* _TASK PROMPT_
Give back, word for word, every line from the one containing "the wooden post" to the end of the listing, and nothing more.

* _THE INPUT_
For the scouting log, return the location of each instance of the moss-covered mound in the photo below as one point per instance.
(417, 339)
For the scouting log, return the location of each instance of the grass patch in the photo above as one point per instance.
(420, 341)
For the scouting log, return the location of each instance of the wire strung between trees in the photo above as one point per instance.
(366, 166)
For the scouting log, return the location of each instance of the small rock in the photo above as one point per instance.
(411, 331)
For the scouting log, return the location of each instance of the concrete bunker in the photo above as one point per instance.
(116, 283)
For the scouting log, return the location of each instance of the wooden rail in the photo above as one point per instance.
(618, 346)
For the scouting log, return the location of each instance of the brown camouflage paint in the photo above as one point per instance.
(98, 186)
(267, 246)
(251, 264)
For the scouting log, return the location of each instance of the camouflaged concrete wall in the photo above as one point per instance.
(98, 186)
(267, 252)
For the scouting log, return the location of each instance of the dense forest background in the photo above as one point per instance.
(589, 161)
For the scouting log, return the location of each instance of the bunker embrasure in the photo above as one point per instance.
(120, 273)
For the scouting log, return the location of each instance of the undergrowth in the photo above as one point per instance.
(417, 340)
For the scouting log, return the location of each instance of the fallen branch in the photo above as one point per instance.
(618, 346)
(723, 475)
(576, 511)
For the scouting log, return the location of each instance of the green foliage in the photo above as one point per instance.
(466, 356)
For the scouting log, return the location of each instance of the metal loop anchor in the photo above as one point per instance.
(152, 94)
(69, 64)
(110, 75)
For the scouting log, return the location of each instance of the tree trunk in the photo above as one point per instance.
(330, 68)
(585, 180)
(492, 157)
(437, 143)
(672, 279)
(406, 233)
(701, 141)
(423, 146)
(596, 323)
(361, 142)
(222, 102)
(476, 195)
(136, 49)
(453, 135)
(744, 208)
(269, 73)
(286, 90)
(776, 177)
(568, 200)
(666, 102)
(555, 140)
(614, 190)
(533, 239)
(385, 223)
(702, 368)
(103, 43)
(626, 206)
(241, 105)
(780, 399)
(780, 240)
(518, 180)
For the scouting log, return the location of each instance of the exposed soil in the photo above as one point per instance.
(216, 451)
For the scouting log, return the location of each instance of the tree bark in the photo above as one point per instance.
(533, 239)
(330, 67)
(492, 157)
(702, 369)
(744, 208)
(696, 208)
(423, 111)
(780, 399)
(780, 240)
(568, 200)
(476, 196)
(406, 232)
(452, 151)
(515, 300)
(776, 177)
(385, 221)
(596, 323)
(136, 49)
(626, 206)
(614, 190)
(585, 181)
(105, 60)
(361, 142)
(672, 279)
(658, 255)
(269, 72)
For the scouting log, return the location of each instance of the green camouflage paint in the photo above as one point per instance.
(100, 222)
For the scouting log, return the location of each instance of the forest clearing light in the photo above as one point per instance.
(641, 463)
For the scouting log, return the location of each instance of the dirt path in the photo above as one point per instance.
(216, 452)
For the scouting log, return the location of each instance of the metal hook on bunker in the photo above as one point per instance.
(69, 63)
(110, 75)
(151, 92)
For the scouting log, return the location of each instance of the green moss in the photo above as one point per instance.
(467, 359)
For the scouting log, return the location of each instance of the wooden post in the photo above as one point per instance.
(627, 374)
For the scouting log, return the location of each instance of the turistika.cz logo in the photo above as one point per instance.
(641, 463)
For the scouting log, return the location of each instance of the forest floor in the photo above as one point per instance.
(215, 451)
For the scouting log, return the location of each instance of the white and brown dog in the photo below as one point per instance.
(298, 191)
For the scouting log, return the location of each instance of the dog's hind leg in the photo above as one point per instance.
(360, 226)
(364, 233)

* _TASK RESPONSE_
For the scouting log, return the location of each instance of the wooden post in the photo above as one point per instance.
(627, 374)
For the scouting log, return the location of each instance of the turistika.cz logo in the photo above as one point per instance.
(641, 463)
For the scouting log, return the location of each instance of the forest floor in the photo above as one point per instance.
(215, 451)
For the scouting log, return the location of each instance of the white and brown dog in the photo below as one point per instance.
(298, 191)
For the scouting log, return the location of each instance of the dog's hind leg in the photo above as one point per instance.
(360, 226)
(364, 233)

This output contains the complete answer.